- _PROBLEM_: Reproduce each of the following lines verbatim, in the same order.

- _DATA ROWS_:

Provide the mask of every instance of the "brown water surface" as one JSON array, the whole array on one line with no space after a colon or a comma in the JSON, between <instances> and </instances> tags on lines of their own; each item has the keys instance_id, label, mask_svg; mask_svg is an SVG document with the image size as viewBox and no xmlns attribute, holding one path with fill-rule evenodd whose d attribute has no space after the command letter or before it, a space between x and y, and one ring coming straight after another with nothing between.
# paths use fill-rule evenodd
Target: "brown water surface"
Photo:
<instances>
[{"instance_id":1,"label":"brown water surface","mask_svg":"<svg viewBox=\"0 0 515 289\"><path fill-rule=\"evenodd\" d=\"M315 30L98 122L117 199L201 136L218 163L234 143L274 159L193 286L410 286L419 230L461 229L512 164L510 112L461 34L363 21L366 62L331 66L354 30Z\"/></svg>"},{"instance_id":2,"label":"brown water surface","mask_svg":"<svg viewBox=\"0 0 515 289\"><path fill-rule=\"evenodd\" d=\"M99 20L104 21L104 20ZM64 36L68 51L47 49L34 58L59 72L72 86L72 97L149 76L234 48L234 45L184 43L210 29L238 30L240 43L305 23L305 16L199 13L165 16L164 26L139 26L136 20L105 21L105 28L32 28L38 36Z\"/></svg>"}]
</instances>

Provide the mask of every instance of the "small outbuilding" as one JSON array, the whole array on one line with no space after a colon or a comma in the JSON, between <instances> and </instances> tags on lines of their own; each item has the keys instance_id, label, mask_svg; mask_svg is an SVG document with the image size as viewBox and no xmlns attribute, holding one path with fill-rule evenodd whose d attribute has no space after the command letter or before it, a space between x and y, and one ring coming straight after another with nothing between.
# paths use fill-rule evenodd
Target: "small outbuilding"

- _WRITTEN RESPONSE_:
Provide the mask of every instance of the "brown water surface" as one JSON array, the whole array on one line with no space after a colon or a comma in the JSON, between <instances> and </instances> tags on lines of their own; each item has the keys instance_id, label, mask_svg; mask_svg is an SVG document with the image size as viewBox and no xmlns attribute, holding one path with fill-rule evenodd whose d attribute has no space after the command letter or before it, a space between x and y, and one ring coming straight after another with nothing between.
# paths use fill-rule evenodd
Target: "brown water surface"
Photo:
<instances>
[{"instance_id":1,"label":"brown water surface","mask_svg":"<svg viewBox=\"0 0 515 289\"><path fill-rule=\"evenodd\" d=\"M315 30L98 122L117 199L201 136L218 163L234 143L274 159L193 286L410 286L419 230L461 229L512 164L510 112L461 34L363 21L366 62L331 66L354 30Z\"/></svg>"},{"instance_id":2,"label":"brown water surface","mask_svg":"<svg viewBox=\"0 0 515 289\"><path fill-rule=\"evenodd\" d=\"M99 20L104 21L104 20ZM64 36L68 51L47 49L34 58L59 72L72 86L72 97L149 76L234 48L234 45L184 43L210 29L238 30L240 43L305 23L305 16L199 13L165 16L164 26L139 26L136 20L105 21L105 28L32 28L38 36Z\"/></svg>"}]
</instances>

Provide the mask of every instance of the "small outbuilding" as one JSON array, the whole array on one line with no space after a colon or a comma in the JSON, between <instances> and </instances> tags on lines of their own; each item has the keys instance_id, label, mask_svg; mask_svg is an SVG document with the image size as viewBox and no xmlns attribute, holding one path with fill-rule evenodd whose d attribute has no space after the command letter or before it, a space between x and y, and one ring coming straight after another with nothing between.
# paths use fill-rule evenodd
Target: "small outbuilding"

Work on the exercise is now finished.